### [What to produce]
Reproduce without change the lines in the material below that run from the one with "Can you find the orange" to the end, and nothing more.

### [Data for this exercise]
»»
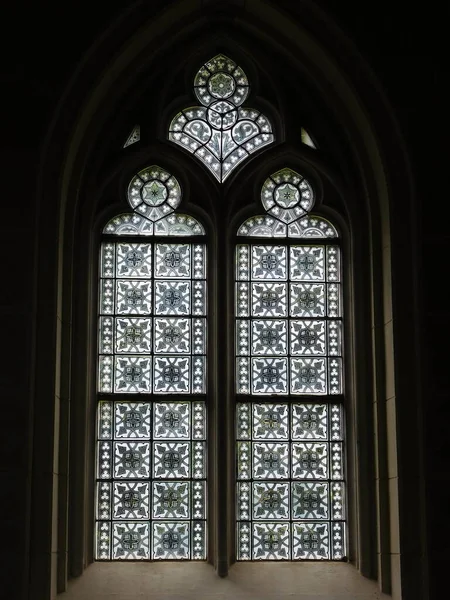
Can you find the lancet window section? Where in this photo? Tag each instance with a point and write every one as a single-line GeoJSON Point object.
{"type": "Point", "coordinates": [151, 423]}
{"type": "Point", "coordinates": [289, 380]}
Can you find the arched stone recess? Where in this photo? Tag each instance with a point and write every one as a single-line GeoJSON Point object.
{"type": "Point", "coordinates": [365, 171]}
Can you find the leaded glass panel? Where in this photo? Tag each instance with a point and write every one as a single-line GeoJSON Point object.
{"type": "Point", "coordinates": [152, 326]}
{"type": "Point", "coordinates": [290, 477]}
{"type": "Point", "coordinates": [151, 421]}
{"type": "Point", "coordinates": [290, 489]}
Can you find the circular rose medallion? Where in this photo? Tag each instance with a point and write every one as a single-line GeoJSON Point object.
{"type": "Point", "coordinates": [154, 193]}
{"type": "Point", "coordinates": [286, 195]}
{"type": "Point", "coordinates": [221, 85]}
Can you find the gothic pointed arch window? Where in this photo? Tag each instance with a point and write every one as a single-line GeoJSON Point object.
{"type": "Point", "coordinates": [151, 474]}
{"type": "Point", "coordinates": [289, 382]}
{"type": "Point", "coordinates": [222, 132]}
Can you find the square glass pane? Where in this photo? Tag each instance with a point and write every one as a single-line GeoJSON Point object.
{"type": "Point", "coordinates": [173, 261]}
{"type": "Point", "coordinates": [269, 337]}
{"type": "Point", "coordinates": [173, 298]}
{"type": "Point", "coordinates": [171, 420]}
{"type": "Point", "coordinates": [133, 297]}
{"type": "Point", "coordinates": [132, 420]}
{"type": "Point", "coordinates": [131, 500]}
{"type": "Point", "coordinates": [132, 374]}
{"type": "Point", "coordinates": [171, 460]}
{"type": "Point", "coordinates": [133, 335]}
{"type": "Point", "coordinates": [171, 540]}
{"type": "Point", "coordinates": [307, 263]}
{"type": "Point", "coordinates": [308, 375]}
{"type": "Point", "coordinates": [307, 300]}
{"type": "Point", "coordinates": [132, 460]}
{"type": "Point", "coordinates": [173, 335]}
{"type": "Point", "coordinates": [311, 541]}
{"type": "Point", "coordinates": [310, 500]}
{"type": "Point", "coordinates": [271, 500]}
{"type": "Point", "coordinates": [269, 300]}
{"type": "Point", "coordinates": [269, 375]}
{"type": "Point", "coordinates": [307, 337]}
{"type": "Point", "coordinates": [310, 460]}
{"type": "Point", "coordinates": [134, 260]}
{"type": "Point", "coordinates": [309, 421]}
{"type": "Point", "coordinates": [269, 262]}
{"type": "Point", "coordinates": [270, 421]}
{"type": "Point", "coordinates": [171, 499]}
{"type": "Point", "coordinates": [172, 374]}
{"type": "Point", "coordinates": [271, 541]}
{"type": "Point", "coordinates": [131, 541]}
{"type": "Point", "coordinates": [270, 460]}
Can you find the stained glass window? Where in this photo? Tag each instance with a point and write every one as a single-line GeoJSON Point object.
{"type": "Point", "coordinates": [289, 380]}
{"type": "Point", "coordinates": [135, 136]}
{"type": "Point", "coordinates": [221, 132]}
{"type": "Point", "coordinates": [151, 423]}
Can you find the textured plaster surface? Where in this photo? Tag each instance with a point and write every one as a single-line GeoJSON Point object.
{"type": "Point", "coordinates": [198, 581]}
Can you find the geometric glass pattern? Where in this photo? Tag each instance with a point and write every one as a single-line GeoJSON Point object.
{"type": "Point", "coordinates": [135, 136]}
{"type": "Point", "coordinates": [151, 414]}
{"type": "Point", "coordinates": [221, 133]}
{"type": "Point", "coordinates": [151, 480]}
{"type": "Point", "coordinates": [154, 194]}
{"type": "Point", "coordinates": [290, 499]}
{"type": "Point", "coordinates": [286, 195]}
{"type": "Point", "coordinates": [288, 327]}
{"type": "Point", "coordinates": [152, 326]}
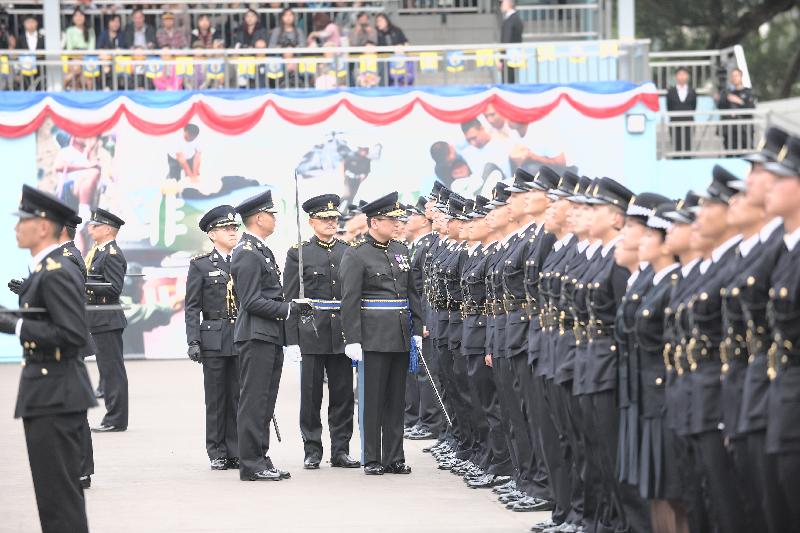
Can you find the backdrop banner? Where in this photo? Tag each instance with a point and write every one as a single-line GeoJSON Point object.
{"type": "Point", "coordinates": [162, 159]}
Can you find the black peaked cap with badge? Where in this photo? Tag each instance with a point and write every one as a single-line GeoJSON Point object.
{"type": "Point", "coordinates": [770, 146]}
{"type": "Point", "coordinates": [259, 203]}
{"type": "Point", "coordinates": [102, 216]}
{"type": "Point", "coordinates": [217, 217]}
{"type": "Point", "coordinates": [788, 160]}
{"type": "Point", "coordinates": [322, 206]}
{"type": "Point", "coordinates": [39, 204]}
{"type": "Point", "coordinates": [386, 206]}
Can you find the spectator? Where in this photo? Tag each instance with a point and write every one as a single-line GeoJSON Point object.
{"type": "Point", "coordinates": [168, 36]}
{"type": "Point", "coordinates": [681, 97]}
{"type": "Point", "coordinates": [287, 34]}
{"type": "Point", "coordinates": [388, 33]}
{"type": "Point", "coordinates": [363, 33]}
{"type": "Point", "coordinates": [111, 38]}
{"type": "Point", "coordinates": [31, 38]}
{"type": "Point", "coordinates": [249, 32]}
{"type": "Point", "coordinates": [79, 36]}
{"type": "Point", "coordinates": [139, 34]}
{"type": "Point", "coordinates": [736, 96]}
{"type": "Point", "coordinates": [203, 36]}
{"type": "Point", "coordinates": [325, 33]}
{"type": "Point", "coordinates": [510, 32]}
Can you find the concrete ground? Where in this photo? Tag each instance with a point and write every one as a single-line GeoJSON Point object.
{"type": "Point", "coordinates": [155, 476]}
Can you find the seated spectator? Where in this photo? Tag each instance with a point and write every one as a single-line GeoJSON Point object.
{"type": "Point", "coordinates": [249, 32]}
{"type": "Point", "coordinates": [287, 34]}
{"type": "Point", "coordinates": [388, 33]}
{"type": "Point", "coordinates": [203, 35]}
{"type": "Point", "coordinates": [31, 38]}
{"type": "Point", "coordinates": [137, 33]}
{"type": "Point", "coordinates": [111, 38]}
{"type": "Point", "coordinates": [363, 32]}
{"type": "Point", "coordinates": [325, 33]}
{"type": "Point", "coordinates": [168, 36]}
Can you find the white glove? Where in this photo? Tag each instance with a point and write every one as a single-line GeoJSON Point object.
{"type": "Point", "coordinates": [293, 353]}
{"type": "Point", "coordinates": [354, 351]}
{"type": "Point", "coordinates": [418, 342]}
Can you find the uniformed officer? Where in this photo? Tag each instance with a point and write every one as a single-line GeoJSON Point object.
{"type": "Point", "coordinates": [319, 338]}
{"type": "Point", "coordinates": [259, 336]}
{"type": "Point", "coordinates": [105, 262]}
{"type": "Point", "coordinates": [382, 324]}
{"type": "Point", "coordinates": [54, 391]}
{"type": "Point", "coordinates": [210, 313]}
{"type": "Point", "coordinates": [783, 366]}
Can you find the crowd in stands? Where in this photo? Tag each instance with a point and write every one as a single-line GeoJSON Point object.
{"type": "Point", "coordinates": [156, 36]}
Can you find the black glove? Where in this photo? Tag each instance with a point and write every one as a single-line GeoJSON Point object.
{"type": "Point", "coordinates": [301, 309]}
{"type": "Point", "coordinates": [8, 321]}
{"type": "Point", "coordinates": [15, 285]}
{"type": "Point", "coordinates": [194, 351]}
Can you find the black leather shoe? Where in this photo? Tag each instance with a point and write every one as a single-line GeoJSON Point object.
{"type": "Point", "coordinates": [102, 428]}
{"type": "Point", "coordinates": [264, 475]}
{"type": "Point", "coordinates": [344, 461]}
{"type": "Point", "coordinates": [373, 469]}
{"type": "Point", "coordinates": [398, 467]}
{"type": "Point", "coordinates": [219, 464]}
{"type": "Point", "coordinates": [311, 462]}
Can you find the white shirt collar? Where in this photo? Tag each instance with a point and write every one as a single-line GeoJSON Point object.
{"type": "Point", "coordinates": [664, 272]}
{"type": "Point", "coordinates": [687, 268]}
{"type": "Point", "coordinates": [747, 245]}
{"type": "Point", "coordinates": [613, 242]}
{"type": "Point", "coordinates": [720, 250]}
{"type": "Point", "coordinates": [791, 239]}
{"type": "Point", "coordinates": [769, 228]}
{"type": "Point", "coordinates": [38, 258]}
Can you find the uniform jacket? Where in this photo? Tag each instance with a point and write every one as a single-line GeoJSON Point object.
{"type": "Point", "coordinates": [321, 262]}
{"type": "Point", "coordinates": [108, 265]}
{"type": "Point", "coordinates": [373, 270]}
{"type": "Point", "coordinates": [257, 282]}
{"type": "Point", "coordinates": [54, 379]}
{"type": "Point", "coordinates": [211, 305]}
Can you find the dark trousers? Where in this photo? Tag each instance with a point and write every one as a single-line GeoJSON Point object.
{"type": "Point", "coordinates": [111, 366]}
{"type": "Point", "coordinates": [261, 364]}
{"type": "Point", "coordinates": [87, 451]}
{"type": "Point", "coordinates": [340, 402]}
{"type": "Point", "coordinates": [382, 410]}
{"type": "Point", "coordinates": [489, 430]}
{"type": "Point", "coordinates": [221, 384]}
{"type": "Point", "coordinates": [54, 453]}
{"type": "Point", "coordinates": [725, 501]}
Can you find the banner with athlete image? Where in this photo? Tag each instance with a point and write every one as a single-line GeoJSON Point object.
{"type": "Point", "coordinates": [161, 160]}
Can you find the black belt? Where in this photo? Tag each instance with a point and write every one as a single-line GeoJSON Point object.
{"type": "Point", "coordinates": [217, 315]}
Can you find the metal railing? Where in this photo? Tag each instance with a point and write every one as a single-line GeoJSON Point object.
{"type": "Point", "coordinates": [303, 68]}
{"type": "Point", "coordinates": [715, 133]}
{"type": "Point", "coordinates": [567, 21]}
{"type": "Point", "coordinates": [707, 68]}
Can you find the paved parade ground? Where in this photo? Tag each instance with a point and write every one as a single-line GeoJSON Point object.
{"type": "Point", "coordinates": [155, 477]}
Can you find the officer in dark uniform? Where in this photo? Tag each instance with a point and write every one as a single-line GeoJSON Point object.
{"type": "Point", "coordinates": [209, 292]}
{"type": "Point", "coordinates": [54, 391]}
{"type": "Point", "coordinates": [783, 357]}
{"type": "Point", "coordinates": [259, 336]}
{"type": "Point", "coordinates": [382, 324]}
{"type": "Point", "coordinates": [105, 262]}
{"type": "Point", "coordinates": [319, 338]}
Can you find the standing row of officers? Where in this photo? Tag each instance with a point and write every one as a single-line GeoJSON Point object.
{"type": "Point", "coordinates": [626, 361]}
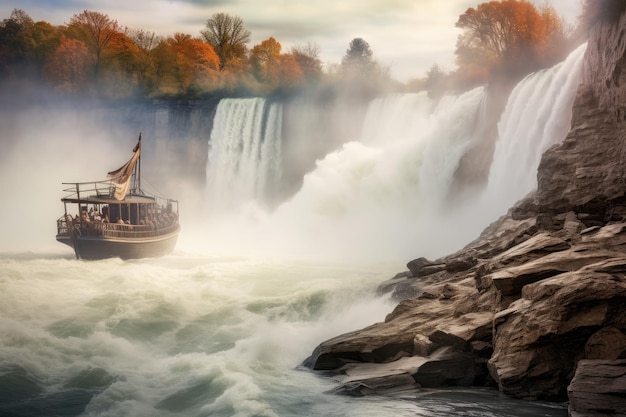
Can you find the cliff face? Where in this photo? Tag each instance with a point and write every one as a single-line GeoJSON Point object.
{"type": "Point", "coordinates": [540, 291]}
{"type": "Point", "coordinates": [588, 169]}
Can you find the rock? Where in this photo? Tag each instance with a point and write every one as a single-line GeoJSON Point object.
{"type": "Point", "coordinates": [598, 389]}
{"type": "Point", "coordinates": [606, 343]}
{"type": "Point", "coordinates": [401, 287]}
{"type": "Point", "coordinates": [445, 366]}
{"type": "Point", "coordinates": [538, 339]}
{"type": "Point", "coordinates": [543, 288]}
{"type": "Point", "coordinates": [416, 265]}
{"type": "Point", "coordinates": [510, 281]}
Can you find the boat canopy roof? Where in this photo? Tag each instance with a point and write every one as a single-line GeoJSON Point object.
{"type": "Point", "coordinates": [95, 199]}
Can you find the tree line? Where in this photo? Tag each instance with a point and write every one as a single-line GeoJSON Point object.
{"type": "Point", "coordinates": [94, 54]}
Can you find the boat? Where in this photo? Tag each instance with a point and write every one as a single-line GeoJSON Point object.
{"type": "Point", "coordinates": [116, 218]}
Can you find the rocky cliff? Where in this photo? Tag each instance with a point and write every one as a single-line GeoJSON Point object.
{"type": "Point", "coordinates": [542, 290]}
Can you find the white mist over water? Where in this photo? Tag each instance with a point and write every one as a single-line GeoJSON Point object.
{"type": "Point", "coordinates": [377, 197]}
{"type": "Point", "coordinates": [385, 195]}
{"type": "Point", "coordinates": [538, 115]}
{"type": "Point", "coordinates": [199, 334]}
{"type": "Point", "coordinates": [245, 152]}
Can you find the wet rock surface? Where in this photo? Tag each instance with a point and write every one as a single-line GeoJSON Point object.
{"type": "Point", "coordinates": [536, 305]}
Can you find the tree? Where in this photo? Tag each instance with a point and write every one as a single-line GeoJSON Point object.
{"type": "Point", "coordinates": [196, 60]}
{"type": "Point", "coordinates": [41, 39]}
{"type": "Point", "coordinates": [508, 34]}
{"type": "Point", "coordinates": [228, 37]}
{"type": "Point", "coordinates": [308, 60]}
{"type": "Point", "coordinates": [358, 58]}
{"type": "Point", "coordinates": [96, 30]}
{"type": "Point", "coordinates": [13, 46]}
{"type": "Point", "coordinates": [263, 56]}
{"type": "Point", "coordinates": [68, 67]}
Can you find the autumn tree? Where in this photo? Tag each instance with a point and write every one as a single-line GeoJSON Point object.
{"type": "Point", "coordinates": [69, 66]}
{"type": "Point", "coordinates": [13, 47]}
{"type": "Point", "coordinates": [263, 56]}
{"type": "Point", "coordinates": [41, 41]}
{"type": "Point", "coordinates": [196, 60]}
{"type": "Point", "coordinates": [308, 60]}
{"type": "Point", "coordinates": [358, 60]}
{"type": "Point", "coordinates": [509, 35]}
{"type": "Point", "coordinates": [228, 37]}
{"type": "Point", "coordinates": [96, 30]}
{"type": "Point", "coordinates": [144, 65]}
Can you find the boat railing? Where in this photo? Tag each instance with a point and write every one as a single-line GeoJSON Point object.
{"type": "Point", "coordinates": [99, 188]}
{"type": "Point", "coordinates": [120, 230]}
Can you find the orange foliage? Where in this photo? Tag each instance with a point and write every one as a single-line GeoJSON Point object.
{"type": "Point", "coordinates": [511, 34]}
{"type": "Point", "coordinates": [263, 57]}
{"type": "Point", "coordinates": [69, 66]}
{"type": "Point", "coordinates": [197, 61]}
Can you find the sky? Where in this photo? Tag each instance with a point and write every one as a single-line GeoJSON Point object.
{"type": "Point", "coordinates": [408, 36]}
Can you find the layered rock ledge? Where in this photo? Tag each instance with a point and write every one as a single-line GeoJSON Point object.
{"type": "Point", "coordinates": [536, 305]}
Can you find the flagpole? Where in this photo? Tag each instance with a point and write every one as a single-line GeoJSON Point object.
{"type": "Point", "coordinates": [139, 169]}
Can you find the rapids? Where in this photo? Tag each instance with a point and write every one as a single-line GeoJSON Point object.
««
### [Your response]
Can you find the orange foliage? Where in this photo? Tag each instance with a point and write every one as a single-line GeoJSON Point object.
{"type": "Point", "coordinates": [511, 34]}
{"type": "Point", "coordinates": [263, 57]}
{"type": "Point", "coordinates": [69, 66]}
{"type": "Point", "coordinates": [197, 61]}
Can you find the sky? Where in this photo? Tag each instance with a point and write every one as a single-line GeoJSON Point object.
{"type": "Point", "coordinates": [408, 36]}
Can you find the layered rock ledge? Where in this photo? Tag each instance with a point and write every one as a single-line GeoJSON Point object.
{"type": "Point", "coordinates": [536, 305]}
Can you find the flagpole? Where in this photo? Tag each instance with a point and write every one as a single-line GeoJSON Point object.
{"type": "Point", "coordinates": [139, 169]}
Can you find the rapids? Where in this photo? Tag each instance with a point and write every one as a single-line GeoJSON Point object.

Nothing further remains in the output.